-- START --

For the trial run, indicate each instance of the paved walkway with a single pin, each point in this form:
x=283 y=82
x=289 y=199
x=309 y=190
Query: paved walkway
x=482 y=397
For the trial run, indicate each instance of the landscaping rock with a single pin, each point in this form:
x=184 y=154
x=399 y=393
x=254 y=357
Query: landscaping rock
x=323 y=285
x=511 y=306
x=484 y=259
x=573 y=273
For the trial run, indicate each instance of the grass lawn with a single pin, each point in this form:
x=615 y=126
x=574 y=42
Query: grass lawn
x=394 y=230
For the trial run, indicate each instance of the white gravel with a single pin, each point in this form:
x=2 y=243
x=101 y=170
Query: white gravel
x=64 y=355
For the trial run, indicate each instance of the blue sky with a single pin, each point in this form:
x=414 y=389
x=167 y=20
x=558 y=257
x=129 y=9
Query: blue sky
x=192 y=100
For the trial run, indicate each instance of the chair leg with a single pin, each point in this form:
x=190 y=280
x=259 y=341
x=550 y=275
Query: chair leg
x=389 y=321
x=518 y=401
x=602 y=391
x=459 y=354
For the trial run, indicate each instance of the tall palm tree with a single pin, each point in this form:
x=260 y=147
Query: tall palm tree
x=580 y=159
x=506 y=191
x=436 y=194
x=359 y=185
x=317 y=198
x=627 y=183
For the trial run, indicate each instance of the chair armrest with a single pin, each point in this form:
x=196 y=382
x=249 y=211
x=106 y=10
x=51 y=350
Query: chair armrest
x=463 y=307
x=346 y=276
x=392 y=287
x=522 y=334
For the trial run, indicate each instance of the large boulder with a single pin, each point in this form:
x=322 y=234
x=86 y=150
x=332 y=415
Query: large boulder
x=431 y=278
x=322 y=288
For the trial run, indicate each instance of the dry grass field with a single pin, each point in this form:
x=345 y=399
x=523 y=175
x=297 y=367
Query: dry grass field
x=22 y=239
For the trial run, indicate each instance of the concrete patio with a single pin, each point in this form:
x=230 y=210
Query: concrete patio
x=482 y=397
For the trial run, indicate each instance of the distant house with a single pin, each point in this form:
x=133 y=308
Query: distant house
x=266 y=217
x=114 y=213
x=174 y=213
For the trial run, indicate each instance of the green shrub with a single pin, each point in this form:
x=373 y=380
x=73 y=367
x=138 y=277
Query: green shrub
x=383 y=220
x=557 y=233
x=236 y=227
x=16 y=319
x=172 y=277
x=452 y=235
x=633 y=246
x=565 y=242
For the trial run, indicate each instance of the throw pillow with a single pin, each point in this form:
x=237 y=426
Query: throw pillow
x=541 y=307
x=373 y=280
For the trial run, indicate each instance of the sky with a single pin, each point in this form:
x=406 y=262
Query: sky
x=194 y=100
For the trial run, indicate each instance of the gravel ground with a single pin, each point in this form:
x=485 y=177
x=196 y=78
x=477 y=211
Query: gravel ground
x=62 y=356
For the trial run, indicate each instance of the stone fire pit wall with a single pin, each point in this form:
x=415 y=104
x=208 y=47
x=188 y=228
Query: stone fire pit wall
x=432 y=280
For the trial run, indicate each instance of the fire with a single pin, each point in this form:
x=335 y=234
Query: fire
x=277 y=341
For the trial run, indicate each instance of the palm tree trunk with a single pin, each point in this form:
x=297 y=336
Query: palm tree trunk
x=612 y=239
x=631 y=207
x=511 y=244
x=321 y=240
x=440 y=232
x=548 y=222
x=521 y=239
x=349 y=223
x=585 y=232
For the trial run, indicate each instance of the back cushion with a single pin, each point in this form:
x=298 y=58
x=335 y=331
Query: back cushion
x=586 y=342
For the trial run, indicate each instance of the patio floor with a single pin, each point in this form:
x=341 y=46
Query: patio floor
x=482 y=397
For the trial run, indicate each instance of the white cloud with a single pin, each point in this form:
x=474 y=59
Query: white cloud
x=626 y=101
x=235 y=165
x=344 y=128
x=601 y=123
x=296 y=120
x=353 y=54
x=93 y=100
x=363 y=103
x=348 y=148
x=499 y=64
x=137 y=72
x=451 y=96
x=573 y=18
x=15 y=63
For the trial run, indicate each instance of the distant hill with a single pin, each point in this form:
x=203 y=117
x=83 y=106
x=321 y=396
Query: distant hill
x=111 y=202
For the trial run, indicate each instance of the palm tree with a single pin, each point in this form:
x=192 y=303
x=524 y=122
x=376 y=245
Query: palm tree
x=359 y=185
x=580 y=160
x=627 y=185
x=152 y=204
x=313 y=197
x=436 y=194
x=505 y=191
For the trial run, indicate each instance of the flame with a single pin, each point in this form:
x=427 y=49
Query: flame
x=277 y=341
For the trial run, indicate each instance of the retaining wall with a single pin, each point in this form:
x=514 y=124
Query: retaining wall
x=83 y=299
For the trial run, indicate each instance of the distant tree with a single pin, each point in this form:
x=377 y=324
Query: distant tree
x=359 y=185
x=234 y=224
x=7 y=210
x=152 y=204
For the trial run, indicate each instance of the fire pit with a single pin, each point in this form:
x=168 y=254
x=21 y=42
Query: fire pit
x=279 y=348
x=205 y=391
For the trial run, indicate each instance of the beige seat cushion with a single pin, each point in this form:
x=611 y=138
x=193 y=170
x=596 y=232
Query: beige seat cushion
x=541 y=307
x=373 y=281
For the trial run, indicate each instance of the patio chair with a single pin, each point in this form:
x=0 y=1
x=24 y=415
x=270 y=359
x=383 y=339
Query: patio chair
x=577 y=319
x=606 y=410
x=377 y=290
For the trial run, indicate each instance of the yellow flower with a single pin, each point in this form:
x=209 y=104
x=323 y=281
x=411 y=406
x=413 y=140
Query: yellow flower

-- END --

• _REQUIREMENTS_
Reproduce verbatim the lines of the listing above, starting with the line containing "For the trial run, indicate each instance of the patio chair" and continuing through the last line of the listing.

• _TASK RESULT_
For the trial run, indicate each instance of the patio chair with a single pin, each point in this form:
x=0 y=1
x=24 y=415
x=270 y=359
x=383 y=339
Query: patio chair
x=577 y=319
x=606 y=410
x=377 y=290
For the trial run, indicate each instance of the yellow flower with a single pin, each point in this form:
x=209 y=104
x=323 y=281
x=411 y=406
x=413 y=140
Query: yellow flower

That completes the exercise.